◆ Given request: How many lines in the items below contain the word "white"? Give only the number.

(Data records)
## BEGIN

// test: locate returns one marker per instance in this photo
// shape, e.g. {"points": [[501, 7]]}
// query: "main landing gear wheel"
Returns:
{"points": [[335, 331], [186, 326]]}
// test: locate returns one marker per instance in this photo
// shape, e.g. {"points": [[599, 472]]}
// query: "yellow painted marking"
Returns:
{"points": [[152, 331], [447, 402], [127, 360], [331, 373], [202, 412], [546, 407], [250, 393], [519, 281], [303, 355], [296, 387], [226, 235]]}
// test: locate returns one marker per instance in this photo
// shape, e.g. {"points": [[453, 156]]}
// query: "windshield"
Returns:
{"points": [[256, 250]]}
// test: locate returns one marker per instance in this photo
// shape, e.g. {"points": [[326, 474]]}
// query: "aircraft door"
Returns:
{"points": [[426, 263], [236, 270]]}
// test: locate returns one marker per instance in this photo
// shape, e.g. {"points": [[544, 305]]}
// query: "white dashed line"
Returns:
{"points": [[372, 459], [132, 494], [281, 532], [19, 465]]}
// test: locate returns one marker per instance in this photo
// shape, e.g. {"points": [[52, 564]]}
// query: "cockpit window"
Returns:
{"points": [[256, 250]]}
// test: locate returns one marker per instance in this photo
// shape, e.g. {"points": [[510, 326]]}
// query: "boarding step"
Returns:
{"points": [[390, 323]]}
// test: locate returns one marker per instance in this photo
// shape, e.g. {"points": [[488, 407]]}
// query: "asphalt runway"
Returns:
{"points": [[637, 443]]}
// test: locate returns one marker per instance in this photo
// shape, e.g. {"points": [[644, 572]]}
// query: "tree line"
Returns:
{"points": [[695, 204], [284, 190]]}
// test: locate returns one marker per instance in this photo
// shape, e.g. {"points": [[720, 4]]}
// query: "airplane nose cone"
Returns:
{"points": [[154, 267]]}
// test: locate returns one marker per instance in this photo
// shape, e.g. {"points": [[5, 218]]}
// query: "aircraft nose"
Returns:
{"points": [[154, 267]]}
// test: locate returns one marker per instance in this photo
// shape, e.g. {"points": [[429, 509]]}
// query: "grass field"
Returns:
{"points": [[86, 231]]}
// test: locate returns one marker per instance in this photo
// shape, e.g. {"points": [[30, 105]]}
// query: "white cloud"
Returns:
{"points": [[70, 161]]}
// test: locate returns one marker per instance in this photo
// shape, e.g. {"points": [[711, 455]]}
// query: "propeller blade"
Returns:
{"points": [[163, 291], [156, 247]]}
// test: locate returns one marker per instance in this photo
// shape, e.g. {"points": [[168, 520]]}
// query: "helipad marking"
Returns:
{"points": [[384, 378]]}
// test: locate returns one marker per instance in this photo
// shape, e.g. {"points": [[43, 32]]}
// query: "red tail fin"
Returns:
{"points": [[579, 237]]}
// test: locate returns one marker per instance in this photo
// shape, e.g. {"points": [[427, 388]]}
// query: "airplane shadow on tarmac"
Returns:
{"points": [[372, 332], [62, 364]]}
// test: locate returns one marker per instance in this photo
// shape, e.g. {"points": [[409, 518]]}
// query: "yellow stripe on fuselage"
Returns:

## END
## BEGIN

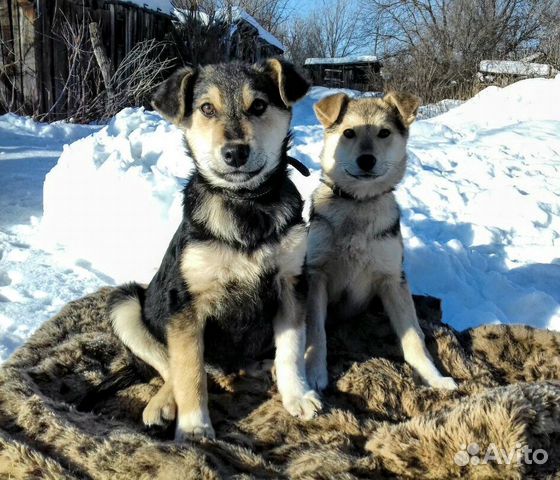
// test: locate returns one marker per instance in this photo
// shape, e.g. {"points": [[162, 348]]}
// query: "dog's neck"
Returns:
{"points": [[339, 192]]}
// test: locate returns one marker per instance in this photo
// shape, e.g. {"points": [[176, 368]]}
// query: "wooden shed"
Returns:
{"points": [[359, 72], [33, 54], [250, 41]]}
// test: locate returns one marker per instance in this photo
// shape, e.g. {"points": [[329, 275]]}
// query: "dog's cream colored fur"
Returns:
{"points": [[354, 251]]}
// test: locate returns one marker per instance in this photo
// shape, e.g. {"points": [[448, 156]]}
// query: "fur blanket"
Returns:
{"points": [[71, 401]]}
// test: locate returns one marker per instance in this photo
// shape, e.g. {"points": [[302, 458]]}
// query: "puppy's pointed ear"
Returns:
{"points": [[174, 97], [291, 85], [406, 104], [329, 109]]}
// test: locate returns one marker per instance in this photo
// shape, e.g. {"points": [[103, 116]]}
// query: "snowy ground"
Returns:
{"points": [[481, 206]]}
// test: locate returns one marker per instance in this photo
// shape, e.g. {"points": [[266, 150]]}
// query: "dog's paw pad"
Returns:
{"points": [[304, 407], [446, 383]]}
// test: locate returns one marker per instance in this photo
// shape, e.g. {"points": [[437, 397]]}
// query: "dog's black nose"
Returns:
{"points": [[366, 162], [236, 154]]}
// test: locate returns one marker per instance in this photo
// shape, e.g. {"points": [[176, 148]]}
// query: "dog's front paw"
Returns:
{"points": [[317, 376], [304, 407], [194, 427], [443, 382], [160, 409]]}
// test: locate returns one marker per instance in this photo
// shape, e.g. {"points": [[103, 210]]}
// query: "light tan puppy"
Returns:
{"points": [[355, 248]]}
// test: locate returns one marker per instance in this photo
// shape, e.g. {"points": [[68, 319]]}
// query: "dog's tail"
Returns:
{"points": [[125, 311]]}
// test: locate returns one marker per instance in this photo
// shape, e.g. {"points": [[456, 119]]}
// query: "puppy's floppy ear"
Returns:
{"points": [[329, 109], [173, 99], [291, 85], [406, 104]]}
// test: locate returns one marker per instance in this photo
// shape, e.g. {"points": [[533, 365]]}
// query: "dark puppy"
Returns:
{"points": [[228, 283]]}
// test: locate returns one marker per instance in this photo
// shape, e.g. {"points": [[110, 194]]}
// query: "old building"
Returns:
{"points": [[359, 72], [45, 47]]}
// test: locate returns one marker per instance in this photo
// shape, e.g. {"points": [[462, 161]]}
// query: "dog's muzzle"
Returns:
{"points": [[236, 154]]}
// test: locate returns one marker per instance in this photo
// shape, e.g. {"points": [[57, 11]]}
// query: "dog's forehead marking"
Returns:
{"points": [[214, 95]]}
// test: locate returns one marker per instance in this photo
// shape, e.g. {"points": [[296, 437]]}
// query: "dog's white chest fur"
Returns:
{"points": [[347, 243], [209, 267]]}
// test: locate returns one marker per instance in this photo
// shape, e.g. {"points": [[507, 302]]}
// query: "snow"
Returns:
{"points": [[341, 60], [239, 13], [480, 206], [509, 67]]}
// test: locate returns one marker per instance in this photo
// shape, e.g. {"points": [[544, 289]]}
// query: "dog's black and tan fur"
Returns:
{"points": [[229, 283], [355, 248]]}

## END

◆ Solution to this task: 3